╭─ SELECTED EXCERPT

Solution: Define, vet with stakeholders, and publish reporting definitions and templates. You need to become "aligned" across departments. You must first agree upon and schedule tactical executive reviews to focus on consistent system and reporting practices.
3. Resistance to new systems
Withdrawal or resistance to new reporting technologies can be observed in employees who have been trained to use a manual process or were already using a legacy tool, due to the view that these new reporting technologies are more complicated to use or that they entirely alter how they work.
Solution: Incorporate the end users at the earliest time of the implementation process. Conduct an end-user educational session, which also includes hands-on activities to show that reporting tools can also improve work performance (reducing mistakes or automating manual procedures).
4. Limited reporting or analytics skills
There could be some teams that cannot interpret the warehouse reports or do not know how to utilize BI tools.
Solution: Provide basic data literacy opportunities and create dashboards with an easy-to-use interface for those who require the use of the information. Start with the basic KPI reporting and allow the team to develop familiarity with the reports first, while building in more complexity.
Warehouse reporting can convert warehouse operations into strategic assets. Systematic reporting can provide efficiency, cost control, accuracy, and client satisfaction by offering insights across various areas, from inventory snapshots and fulfillment statistics to vendor performance and cost metrics.
The appropriate tools to deliver these reporting requirements are available, ranging from spreadsheets to a full WMS (Warehouse Management System) to Enterprise ecosystems. As warehouse facilities and processes evolve, so too can the reporting they utilize.
Reporting creates measurable value for warehouse teams once objectives are established, they are measured consistently, and a review process is followed to measure and create an understanding of progress.

╰─

* EXERCISE GOAL
Pick up the warehouse reporting text after its final sentence and write what comes next.

╭─ DATA PROVIDED

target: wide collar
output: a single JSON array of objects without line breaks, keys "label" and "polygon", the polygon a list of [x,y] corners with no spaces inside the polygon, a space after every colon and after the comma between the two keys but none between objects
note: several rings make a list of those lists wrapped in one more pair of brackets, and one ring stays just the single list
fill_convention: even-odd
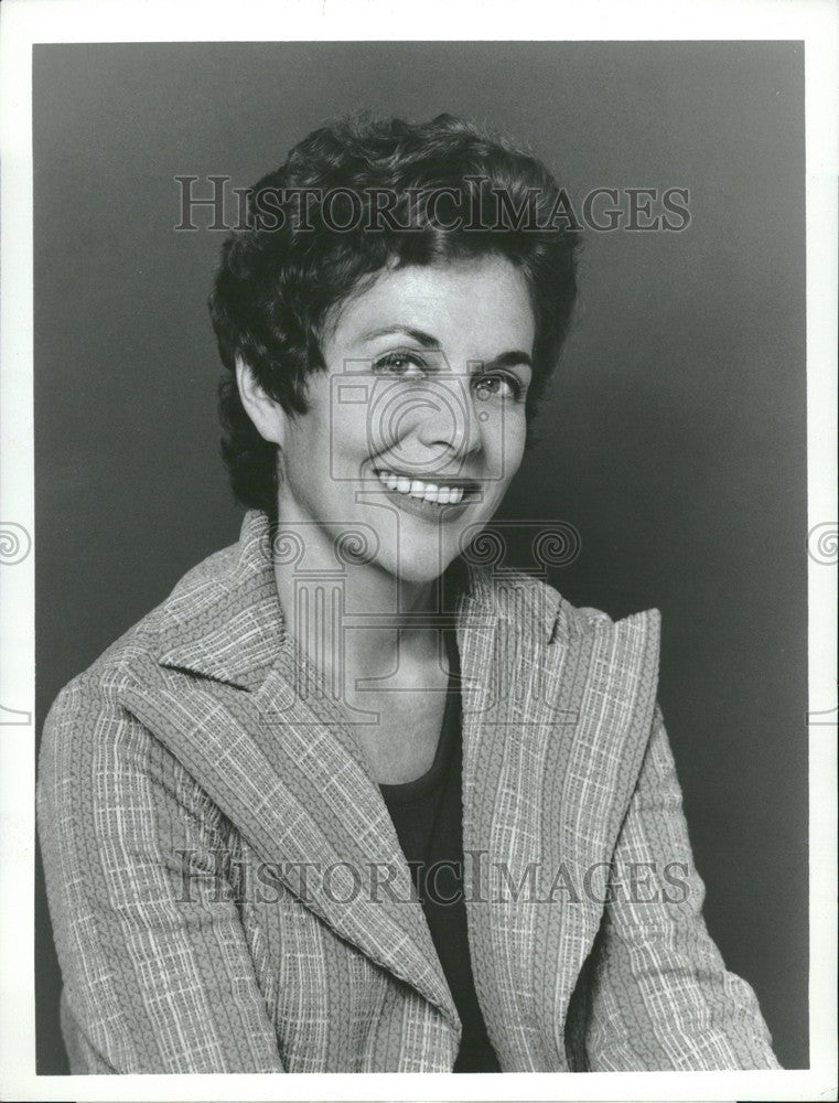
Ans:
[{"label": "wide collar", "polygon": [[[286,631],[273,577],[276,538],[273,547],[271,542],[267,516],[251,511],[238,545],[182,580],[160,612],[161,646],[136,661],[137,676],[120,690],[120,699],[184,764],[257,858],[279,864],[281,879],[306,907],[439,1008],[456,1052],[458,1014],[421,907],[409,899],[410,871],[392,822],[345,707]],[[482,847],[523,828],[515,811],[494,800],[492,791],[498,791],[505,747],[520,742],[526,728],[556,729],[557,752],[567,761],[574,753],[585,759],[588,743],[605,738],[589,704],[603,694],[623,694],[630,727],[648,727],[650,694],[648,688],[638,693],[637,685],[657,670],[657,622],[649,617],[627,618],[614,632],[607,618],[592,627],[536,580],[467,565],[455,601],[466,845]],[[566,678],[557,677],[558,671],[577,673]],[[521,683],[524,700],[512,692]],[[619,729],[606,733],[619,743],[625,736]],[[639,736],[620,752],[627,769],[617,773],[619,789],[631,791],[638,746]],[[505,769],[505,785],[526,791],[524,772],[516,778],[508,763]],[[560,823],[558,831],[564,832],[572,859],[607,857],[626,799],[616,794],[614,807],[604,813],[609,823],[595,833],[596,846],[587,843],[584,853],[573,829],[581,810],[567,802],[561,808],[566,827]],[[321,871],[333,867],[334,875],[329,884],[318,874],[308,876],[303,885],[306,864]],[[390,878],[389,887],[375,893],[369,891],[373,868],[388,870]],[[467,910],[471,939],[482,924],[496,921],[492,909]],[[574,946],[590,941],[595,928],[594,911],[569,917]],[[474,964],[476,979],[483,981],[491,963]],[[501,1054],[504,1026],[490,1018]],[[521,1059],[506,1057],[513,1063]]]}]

╰─

* ANSWER
Frequently asked questions
A warehouse management system (WMS) dashboard will provide real-time, interactive key performance indicators (KPIs) (e.g., current pick rate, live stock level), while warehouse reports provide structured periodic summaries (e.g., weekly cycle count variance, monthly cost-per-order).
Daily reports are best suited to report on the most critical operational KPIs, weekly reports for operational efficiency and labor costs, and monthly (or quarterly) reports for strategic performance metrics, such as inventory valuation, vendor or sourcing performance, and budgetary variance.
Absolutely. Small businesses can utilize simple spreadsheets and low-cost WMS tools to monitor stockouts, fulfillment accuracy, and inventory trends before expansion, as even a basic approach can be beneficial.
Many of these smaller players use spreadsheets at the start, or low-cost options like Zoho Inventory, with simple WMS tools added on. Mid-size teams can still leverage a Warehouse Management System (WMS) tool combined with Business Intelligence (BI) tools such as Microsoft Power BI or Tableau.
Enterprises might be employing increasingly more powerful systems such as SAP S/4 HANA EWM or Oracle WMS, and integrating based on an ERP platform, including (optional) RFID or IoT.
The foundation of KPIs starts with the simple ones: inventory turnover rate, order accuracy rate, order cycle time, picking efficiency, carrying cost of inventory, and the rate of returns. When operations are in place and sufficient experience has been collected, add more measures, including backorder rate, timeframe of dock-to-stock time, labor charge per order, and perfect order percentage.
Reporting enables specific actions by identifying inefficiencies, such as picking delays, stock discrepancies, and return rates. Such actions could include adjusting staffing levels during peak times, redirecting inventory, or retraining staff on proper picking and inventory control processes. More efficient operations with accurate data improve standardization efforts, reduce costs, and improve customer service during both peak and non-peak times.